WORK TO COMPLETE
Extract each line of the items below that contains the string "pedestal", matching its capitalization exactly.

** Start DATA PROVIDED **

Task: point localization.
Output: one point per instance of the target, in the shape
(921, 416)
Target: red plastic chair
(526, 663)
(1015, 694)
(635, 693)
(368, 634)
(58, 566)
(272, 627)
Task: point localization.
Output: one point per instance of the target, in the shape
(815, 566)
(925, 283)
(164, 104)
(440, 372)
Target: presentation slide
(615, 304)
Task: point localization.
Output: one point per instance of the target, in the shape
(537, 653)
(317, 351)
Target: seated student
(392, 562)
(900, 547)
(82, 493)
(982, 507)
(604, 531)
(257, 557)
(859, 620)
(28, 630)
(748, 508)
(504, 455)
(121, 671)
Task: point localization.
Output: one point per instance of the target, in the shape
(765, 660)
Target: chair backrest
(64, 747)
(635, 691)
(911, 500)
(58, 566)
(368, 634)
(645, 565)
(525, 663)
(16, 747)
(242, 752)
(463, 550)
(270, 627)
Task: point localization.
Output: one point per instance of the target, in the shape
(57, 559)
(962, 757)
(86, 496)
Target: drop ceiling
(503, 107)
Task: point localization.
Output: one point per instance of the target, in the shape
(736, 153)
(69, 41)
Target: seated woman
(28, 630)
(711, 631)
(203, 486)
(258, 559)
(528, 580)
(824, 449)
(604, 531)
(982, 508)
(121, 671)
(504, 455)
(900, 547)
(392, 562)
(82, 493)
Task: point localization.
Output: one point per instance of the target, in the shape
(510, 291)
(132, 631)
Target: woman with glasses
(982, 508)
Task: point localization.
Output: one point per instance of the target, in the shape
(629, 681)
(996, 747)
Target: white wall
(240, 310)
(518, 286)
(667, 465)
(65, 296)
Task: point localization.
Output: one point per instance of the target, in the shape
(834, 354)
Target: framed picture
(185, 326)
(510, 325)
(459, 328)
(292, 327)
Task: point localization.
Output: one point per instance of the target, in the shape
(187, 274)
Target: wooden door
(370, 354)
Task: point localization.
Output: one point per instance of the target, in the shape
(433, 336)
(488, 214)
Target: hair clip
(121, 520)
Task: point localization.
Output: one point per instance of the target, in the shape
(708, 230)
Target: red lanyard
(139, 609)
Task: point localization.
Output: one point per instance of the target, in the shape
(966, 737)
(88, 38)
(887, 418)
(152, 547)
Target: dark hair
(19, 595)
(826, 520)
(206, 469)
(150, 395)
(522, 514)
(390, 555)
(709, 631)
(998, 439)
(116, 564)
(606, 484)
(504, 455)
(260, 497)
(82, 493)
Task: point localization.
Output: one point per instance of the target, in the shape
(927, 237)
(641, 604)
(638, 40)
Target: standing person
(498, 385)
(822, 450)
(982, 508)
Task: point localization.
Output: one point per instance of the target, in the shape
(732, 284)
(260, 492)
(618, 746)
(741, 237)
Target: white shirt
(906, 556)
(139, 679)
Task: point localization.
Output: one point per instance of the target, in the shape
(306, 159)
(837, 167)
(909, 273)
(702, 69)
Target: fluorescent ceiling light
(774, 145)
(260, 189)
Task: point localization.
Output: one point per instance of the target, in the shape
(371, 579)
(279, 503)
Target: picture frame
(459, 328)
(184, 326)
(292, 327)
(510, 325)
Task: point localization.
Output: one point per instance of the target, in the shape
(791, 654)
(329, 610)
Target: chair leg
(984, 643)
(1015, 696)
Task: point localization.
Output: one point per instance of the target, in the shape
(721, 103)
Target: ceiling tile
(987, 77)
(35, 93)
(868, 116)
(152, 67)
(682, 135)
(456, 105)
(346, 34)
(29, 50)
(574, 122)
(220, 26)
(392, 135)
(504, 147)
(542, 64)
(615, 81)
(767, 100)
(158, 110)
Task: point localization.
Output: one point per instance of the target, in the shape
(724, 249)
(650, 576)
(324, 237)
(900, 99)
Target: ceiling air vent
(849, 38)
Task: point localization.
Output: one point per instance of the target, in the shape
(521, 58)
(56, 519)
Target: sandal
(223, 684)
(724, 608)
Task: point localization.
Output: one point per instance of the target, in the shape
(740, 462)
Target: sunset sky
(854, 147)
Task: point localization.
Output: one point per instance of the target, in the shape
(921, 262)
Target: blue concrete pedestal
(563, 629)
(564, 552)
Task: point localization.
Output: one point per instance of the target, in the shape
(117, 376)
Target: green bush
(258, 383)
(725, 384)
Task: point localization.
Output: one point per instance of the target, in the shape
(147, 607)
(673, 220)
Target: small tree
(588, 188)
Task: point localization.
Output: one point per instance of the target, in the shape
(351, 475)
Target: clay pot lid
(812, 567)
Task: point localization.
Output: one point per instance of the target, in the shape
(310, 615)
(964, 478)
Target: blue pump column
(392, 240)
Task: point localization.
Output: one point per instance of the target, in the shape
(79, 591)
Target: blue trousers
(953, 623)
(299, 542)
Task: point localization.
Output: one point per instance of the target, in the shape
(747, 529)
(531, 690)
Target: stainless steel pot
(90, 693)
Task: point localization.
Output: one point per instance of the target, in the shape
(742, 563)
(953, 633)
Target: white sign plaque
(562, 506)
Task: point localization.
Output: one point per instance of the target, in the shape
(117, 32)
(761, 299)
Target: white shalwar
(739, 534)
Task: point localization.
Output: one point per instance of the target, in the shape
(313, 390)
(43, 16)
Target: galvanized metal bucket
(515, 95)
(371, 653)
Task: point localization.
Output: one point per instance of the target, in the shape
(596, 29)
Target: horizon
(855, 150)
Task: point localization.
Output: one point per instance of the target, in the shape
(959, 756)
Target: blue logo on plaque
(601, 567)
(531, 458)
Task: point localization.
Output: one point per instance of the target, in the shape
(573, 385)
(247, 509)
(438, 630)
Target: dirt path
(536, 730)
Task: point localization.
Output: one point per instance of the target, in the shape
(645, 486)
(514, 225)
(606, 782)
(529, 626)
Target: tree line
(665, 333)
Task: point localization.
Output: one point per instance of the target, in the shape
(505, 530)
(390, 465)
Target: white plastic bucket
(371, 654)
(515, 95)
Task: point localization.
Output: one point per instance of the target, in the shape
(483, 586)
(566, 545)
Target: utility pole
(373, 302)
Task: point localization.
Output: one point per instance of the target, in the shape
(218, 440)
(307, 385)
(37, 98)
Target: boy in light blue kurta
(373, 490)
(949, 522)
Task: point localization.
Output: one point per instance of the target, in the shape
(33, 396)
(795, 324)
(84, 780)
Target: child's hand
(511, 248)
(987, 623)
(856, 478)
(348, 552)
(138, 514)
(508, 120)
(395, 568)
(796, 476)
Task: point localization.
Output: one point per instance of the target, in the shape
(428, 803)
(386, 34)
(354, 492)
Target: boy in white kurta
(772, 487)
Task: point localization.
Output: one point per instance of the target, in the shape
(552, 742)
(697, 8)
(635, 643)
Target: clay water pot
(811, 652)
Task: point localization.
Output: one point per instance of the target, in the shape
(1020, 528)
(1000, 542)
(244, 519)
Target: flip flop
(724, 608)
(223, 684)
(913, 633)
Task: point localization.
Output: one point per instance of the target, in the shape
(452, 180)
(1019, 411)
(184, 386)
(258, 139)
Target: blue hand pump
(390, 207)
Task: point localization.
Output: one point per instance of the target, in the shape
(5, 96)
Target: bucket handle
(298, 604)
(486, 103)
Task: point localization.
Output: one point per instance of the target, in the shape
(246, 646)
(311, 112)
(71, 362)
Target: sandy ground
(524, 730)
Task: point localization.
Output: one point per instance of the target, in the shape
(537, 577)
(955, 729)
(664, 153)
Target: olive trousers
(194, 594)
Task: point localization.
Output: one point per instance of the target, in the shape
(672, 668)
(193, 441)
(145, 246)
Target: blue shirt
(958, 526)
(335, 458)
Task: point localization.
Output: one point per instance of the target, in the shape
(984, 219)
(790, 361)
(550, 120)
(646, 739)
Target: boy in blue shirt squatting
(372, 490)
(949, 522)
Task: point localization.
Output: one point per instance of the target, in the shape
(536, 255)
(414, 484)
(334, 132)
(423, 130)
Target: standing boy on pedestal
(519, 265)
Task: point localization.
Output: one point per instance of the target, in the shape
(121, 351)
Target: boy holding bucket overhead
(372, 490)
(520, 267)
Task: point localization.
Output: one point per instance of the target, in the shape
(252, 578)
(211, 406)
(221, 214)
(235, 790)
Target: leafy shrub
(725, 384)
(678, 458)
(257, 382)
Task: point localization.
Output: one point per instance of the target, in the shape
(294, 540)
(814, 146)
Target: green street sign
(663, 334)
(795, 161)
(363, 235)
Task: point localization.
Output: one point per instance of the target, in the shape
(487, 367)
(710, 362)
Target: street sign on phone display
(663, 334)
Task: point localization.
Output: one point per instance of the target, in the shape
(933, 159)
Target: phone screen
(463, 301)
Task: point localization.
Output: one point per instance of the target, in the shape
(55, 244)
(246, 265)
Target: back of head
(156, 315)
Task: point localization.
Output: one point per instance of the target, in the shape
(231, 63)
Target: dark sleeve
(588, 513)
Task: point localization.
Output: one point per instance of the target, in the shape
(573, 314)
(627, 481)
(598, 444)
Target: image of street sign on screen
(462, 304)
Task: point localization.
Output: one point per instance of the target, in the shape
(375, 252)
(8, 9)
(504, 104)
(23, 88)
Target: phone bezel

** End DATA PROVIDED **

COMPLETE RESPONSE
Target: blue concrete pedestal
Target: standing boy on pedestal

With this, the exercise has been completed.